[INFORMATION PROVIDED — start]

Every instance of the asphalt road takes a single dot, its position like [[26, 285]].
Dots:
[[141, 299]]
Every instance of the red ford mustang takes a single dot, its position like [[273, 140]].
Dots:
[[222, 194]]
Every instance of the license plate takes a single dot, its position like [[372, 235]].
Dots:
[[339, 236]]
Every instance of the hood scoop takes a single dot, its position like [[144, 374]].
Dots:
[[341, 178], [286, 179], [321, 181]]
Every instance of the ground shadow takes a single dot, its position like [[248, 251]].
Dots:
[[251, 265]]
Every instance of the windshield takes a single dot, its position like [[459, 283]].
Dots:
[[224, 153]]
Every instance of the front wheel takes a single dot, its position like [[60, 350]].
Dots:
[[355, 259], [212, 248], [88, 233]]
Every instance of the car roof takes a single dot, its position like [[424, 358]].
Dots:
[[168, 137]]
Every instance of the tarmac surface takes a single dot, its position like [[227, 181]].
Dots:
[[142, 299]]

[INFORMATION PROVIDED — finish]
[INFORMATION PROVIDED — start]

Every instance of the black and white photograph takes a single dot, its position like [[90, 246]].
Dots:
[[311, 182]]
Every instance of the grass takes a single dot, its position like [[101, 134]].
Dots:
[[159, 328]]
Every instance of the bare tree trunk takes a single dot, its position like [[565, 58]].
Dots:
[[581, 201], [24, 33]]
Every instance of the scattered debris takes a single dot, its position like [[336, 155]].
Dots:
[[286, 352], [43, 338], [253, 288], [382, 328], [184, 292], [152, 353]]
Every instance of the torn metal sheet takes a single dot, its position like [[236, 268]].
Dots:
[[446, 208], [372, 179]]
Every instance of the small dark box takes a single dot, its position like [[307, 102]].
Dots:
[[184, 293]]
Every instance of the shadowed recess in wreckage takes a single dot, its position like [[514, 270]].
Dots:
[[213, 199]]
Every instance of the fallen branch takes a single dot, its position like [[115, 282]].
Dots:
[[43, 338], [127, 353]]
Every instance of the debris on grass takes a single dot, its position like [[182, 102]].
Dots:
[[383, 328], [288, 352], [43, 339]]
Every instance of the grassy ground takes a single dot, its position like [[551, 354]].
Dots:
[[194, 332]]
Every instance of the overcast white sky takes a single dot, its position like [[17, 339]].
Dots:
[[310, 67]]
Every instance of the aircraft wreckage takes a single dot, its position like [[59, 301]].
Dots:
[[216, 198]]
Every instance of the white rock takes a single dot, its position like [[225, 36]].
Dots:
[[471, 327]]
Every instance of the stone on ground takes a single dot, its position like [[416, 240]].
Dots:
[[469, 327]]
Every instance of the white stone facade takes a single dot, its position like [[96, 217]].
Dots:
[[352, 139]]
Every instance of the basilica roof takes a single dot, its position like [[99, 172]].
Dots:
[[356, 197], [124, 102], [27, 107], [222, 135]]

[INFORMATION PROVIDED — finish]
[INFORMATION PROVIDED — start]

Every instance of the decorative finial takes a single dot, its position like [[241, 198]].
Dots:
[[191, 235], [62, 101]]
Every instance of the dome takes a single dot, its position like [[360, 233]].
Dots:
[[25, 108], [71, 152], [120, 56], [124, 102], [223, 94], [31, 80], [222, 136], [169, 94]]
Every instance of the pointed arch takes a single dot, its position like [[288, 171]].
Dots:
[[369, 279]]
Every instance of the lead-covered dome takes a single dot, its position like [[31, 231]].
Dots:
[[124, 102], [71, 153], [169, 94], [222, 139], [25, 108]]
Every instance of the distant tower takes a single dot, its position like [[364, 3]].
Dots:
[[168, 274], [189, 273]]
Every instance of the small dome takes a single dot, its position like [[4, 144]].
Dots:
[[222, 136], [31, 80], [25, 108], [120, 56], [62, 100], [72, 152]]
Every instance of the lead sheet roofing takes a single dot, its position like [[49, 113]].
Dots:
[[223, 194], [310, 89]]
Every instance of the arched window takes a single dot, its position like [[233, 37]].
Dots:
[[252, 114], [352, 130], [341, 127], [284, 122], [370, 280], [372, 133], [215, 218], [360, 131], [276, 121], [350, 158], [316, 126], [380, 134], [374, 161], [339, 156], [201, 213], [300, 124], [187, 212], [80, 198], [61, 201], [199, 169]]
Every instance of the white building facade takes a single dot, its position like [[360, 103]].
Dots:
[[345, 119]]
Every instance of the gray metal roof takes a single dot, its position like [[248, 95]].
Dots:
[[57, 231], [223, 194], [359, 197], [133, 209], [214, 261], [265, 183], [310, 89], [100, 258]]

[INFORMATION PROVIDED — finish]

:: PROBLEM TO SOLVE ::
Copy each line of the entries in which the string "sheet" is found.

:: WRITTEN ANSWER ::
Every instance of the torn metal sheet takes a single dot, its position like [[236, 268]].
Every instance of the lead sheet roofing takes a single dot, its position like [[49, 113]].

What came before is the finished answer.